Soal Tertulis A - Menurut teks dokumen, apa yang dilakukan narator menjelang tengah malam sebelum menghabiskan sisa waktu perjalanan untuk tidur?
Soal Tertulis B - Ambil dengan persis bagian teks dokumen dari "Tapi aku tidak, sama" sampai "yang sederhana bukan?".
Soal Tertulis C - Sebutkan semua kegiatan yang dilakukan narator selama perjalanan menurut teks dokumen.

Teks Dokumen -
'''
Tapi aku tidak, sama sekali tidak merasakan bosan semenitpun. Beberapa jam awal perjalanan aku gunakan untuk sekedar menulis cerita pada laptop yang kubawa. Juga sekedar corat-coret sajak pada halaman notes yang selalu jadi teman perjalananku. Yah, barangkali secara kebetulan aku bisa menerbitkan buku dan jadi best seller. Jika sudah cukup untuk mengisi beberapa cerita pada tulisanku, aku lanjutkan dengan melihat-lihat pemandangan malam dari balik jendela. Melihat bintang-bintang yang menari-nari di langit, juga melihat pematang sawah yang terlihat samar-samar disinari cahaya bulan malam ini. Menjelang tengah malam aku makan lebih dulu sebelum sisa waktu perjalanan kuhabiskan untuk tidur sembari mendengarkan lagu santai dengan earphone ku, yang memutar playlist yang sudah kususun untuk menemani tidurku. Gimana? Itenary perjalanan yang sederhana bukan?
'''
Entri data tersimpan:
'''
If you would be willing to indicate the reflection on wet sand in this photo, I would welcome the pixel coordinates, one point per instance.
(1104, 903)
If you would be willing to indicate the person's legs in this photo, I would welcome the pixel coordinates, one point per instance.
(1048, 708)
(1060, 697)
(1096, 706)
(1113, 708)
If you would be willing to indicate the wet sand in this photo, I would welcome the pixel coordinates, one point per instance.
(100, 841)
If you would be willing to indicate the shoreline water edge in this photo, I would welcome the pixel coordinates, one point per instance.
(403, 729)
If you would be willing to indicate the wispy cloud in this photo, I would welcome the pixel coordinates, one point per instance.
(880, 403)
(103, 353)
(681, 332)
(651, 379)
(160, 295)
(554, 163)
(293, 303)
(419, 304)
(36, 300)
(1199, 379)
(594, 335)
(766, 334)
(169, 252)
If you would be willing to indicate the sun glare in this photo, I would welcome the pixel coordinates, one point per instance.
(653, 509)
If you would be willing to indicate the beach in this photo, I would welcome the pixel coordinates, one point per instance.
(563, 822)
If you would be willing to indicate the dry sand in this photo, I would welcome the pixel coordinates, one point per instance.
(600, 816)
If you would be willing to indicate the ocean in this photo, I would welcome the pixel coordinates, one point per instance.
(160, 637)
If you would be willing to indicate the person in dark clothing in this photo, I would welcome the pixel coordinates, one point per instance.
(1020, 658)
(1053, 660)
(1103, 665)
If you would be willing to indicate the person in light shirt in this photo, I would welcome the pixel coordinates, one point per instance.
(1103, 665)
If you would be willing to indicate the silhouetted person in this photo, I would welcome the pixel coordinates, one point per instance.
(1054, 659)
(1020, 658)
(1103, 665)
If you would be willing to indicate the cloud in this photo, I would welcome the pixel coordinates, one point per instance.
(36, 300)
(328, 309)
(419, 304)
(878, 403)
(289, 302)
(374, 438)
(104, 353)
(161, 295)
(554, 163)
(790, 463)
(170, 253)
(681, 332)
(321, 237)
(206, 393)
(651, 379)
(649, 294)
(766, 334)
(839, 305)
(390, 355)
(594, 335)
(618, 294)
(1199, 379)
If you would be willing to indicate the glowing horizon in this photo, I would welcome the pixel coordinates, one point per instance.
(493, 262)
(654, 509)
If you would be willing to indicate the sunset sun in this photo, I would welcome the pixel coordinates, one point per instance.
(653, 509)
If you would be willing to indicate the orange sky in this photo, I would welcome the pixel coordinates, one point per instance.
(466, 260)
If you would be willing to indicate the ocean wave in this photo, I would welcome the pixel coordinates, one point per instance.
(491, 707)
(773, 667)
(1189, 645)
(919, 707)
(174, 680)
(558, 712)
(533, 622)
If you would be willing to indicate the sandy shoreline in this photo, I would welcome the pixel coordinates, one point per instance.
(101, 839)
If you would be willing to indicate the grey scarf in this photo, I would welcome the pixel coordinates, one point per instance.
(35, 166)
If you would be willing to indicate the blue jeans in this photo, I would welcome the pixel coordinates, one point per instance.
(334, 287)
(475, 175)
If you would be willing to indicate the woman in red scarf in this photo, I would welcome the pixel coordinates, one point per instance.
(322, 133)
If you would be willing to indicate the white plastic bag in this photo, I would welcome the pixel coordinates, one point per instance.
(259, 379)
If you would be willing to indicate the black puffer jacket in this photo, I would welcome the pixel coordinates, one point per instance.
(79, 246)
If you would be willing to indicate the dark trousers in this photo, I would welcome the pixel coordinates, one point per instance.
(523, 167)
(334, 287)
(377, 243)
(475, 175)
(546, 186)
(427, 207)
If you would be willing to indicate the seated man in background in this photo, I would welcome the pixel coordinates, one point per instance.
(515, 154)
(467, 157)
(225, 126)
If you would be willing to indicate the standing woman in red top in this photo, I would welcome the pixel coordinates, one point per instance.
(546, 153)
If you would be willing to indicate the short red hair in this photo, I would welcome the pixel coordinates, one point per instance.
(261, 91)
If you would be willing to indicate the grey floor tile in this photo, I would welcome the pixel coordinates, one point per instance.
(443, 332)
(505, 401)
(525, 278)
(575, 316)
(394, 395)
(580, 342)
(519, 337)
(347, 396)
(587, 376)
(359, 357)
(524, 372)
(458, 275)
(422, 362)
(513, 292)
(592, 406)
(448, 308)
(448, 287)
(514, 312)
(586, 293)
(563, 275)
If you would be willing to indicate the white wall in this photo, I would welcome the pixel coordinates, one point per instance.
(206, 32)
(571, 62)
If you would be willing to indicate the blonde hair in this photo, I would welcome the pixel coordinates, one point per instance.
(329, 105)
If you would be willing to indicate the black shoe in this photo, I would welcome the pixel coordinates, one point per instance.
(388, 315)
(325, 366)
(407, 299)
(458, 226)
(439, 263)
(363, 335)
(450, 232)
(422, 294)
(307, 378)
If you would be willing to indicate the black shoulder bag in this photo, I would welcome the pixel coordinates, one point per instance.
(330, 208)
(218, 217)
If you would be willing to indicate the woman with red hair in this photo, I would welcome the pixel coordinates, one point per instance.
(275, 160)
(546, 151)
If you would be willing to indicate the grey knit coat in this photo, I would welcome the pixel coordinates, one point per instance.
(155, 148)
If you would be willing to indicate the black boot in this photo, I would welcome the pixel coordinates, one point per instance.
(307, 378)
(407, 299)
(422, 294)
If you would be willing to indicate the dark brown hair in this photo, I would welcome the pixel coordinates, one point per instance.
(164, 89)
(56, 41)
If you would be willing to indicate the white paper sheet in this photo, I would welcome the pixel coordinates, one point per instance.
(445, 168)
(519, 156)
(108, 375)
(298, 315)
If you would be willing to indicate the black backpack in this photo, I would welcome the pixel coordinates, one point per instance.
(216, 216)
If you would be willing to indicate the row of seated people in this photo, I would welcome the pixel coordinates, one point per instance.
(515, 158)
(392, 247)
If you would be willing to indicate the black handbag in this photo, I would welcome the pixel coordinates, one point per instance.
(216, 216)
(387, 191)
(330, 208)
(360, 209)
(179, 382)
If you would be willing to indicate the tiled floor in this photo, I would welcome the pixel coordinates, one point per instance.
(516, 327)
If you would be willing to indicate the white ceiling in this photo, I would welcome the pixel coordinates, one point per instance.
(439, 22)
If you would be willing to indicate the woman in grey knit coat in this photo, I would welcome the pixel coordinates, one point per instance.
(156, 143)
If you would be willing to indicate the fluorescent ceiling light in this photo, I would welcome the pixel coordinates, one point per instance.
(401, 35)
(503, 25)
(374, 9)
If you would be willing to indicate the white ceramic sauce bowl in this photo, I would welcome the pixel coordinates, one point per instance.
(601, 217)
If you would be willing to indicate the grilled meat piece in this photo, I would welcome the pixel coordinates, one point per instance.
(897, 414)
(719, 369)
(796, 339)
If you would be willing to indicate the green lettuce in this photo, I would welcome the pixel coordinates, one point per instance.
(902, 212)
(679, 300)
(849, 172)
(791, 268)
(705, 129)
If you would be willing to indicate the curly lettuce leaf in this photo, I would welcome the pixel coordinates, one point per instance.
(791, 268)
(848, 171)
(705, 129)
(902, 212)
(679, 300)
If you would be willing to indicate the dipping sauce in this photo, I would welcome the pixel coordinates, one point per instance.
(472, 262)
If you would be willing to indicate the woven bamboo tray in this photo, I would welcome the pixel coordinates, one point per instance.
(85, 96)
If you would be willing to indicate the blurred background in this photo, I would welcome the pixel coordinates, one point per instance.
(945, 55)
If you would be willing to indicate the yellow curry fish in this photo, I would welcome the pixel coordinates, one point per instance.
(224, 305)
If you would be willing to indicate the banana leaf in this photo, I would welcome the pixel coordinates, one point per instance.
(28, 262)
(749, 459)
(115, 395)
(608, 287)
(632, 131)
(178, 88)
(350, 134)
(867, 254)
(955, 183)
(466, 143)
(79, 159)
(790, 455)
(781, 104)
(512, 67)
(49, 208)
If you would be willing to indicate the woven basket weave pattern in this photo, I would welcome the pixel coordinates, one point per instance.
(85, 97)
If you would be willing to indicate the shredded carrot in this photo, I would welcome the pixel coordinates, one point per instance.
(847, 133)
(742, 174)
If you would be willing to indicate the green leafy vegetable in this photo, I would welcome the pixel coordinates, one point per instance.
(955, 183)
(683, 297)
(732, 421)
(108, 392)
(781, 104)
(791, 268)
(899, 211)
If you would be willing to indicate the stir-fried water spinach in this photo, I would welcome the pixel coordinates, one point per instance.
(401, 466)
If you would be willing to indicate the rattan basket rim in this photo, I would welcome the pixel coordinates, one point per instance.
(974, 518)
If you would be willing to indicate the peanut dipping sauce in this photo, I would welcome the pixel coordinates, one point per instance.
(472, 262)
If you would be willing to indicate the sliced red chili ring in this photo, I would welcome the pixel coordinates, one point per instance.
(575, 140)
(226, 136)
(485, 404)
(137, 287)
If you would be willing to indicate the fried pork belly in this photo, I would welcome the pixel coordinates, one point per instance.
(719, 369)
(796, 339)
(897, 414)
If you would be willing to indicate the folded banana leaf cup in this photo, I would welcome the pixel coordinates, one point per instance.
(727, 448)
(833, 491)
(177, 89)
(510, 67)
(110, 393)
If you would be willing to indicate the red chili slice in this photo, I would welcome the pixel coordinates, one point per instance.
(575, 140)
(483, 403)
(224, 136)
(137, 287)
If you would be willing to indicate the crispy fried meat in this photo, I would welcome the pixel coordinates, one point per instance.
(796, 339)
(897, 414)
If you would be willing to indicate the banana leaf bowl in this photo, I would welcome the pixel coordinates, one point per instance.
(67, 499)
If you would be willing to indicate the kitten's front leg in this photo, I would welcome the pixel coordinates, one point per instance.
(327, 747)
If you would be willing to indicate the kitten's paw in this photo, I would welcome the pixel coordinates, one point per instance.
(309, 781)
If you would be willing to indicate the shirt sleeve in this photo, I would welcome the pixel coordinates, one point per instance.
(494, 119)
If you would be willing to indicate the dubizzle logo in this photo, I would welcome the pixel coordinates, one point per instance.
'''
Jawaban Benar A - Narator makan lebih dulu.

Jawaban Benar B -
Tapi aku tidak, sama sekali tidak merasakan bosan semenitpun. Beberapa jam awal perjalanan aku gunakan untuk sekedar menulis cerita pada laptop yang kubawa. Juga sekedar corat-coret sajak pada halaman notes yang selalu jadi teman perjalananku. Yah, barangkali secara kebetulan aku bisa menerbitkan buku dan jadi best seller. Jika sudah cukup untuk mengisi beberapa cerita pada tulisanku, aku lanjutkan dengan melihat-lihat pemandangan malam dari balik jendela. Melihat bintang-bintang yang menari-nari di langit, juga melihat pematang sawah yang terlihat samar-samar disinari cahaya bulan malam ini. Menjelang tengah malam aku makan lebih dulu sebelum sisa waktu perjalanan kuhabiskan untuk tidur sembari mendengarkan lagu santai dengan earphone ku, yang memutar playlist yang sudah kususun untuk menemani tidurku. Gimana? Itenary perjalanan yang sederhana bukan?

Jawaban Benar C -
- Menulis cerita pada laptop
- Mencorat-coret sajak pada halaman notes
- Melihat pemandangan malam dari balik jendela
- Makan
- Tidur sambil mendengarkan lagu santai dengan earphone